--- Start Exercise materials ---

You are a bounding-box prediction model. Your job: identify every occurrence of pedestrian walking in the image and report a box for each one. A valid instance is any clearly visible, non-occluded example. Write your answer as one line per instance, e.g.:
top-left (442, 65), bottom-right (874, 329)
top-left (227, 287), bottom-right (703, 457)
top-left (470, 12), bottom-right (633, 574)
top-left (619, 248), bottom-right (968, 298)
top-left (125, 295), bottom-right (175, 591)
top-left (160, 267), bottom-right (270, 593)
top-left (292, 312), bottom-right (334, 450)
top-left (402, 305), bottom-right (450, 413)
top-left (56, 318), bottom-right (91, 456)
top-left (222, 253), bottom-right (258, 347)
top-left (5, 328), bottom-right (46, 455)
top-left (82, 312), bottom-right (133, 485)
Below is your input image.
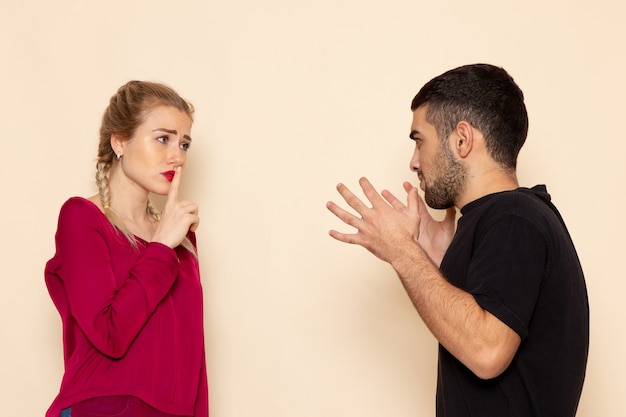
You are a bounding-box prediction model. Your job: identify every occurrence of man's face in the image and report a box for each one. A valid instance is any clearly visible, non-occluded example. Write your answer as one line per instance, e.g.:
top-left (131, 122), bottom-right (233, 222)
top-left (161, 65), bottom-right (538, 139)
top-left (410, 106), bottom-right (467, 209)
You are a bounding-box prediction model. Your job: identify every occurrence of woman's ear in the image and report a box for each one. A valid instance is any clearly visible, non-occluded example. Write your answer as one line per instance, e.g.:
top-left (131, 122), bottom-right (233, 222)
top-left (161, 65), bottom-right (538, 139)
top-left (111, 134), bottom-right (126, 159)
top-left (454, 120), bottom-right (476, 158)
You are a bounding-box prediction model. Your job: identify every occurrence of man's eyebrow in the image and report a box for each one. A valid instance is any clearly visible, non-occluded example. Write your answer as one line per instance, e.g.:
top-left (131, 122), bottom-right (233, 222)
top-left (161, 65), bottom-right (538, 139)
top-left (153, 127), bottom-right (191, 141)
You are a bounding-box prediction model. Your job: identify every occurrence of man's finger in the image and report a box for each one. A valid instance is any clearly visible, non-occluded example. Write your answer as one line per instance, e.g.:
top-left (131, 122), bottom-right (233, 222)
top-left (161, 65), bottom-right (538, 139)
top-left (326, 201), bottom-right (360, 229)
top-left (336, 184), bottom-right (368, 214)
top-left (381, 190), bottom-right (406, 210)
top-left (359, 177), bottom-right (386, 206)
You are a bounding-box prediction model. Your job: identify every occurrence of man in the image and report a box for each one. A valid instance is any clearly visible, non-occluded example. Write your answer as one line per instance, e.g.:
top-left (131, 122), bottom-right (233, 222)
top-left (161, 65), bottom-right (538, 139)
top-left (327, 64), bottom-right (589, 417)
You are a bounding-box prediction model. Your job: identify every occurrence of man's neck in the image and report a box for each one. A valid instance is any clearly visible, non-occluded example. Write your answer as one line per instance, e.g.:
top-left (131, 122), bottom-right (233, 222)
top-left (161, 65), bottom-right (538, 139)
top-left (456, 167), bottom-right (519, 210)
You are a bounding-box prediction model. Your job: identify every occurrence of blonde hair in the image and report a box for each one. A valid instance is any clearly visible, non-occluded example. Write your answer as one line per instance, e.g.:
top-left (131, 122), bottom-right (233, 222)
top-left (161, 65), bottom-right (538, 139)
top-left (96, 81), bottom-right (196, 256)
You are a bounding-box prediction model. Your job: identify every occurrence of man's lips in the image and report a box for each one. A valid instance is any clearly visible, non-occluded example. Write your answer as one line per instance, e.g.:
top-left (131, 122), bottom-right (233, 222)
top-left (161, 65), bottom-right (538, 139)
top-left (161, 171), bottom-right (175, 182)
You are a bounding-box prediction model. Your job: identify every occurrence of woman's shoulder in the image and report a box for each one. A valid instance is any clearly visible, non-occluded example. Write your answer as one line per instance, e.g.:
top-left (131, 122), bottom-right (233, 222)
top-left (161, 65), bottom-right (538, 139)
top-left (61, 196), bottom-right (102, 213)
top-left (59, 197), bottom-right (104, 226)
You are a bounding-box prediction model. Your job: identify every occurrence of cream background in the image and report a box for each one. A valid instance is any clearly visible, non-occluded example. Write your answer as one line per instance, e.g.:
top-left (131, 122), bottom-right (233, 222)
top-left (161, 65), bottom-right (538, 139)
top-left (0, 0), bottom-right (626, 417)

--- End Exercise materials ---

The problem: Reproduce all of the records above verbatim, omitting the pictures from your answer.

Output below:
You are a bounding-box prediction model. Your job: identify every occurrence of pedestrian walking in the image and report a box for each one. A valid instance is any clearly visible, non-occluded example. Write your answer as one line per instance, e.g.:
top-left (442, 65), bottom-right (874, 329)
top-left (227, 287), bottom-right (703, 457)
top-left (470, 12), bottom-right (633, 574)
top-left (619, 248), bottom-right (968, 298)
top-left (125, 295), bottom-right (175, 591)
top-left (160, 267), bottom-right (270, 593)
top-left (292, 312), bottom-right (334, 450)
top-left (402, 305), bottom-right (450, 413)
top-left (56, 318), bottom-right (91, 456)
top-left (222, 253), bottom-right (258, 347)
top-left (5, 328), bottom-right (46, 455)
top-left (82, 312), bottom-right (133, 485)
Below is your input image.
You are a bounding-box prediction model. Your job: identify every occurrence of man's face in the image and report a box for each one. A valid instance is any clearly visible, non-occluded example. Write your answer as one line per instance, e.g.:
top-left (131, 122), bottom-right (233, 222)
top-left (161, 65), bottom-right (538, 139)
top-left (410, 106), bottom-right (467, 209)
You are a bounding-box prediction model. Your job: identify every occurrence of woman's ear in the image and report a box for each one. A valid instance is any clearly visible, non-occluded example. Write your answer as one line per instance, e.g.:
top-left (131, 122), bottom-right (233, 222)
top-left (161, 65), bottom-right (538, 139)
top-left (111, 134), bottom-right (126, 159)
top-left (454, 120), bottom-right (476, 158)
You are a bounding-box prediction model. Your job: identify every occurrence of man's eyebrow in the image and report a box for each one. A valid instance is any clearly visible, non-occluded example. Write your answer as one line per instance, e.g.:
top-left (131, 122), bottom-right (233, 222)
top-left (161, 65), bottom-right (538, 139)
top-left (153, 127), bottom-right (191, 141)
You are a bounding-box prediction model. Your job: identify every occurrence of man's finger in the image and report a box for each one. A valid instance is any clearly visible, non-occluded example. Write your answer as one line per instance, e.g.:
top-left (131, 122), bottom-right (233, 222)
top-left (161, 65), bottom-right (538, 139)
top-left (326, 201), bottom-right (360, 229)
top-left (336, 184), bottom-right (368, 214)
top-left (381, 190), bottom-right (406, 210)
top-left (359, 177), bottom-right (386, 206)
You are a bounding-box prediction model. Your job: identify every occurrence of man in the image and report a box for each one. A valid instance is any clearly visible, non-occluded example. Write your answer as one line per instance, e.g.:
top-left (131, 122), bottom-right (233, 222)
top-left (161, 65), bottom-right (538, 139)
top-left (327, 64), bottom-right (589, 417)
You are a bounding-box prediction model. Your job: identify every occurrence of man's neck in the image and report a box for each one. A valid instance is any clearly visible, non-occluded example. Write your answer as one line per instance, e.g.:
top-left (131, 122), bottom-right (233, 222)
top-left (161, 65), bottom-right (538, 139)
top-left (456, 167), bottom-right (519, 210)
You are a bounding-box prediction model. Your job: identify every occurrence of blonde hair in the image and report a box for each one. A valid instance is any clearly visible, non-occluded example. Write your answer as one line per instance, e.g.:
top-left (131, 122), bottom-right (233, 222)
top-left (161, 65), bottom-right (538, 139)
top-left (96, 81), bottom-right (196, 256)
You are a bounding-box prediction model. Your job: identify every occurrence of man's lips in the image and report a box for each one. A valid instance is any clearly visible, non-occluded example. Write your answer as one line per instance, e.g.:
top-left (131, 122), bottom-right (233, 222)
top-left (161, 65), bottom-right (538, 139)
top-left (161, 171), bottom-right (175, 182)
You are a bounding-box prediction model. Your job: identify every occurrence of woman's shoulder in the image and report a box for each one. A valid instance is any clearly visible, non-occluded example. Write your answer as one line per instance, e.g.:
top-left (131, 122), bottom-right (233, 222)
top-left (161, 65), bottom-right (538, 139)
top-left (61, 196), bottom-right (102, 213)
top-left (59, 197), bottom-right (104, 226)
You are a bounding-box prediction model. Your job: identify every occurrence of cream background in the image and report a box for each one. A valid instance is any clearly visible, non-occluded example. Write your answer as one line per instance, e.g.:
top-left (131, 122), bottom-right (233, 222)
top-left (161, 65), bottom-right (538, 139)
top-left (0, 0), bottom-right (626, 417)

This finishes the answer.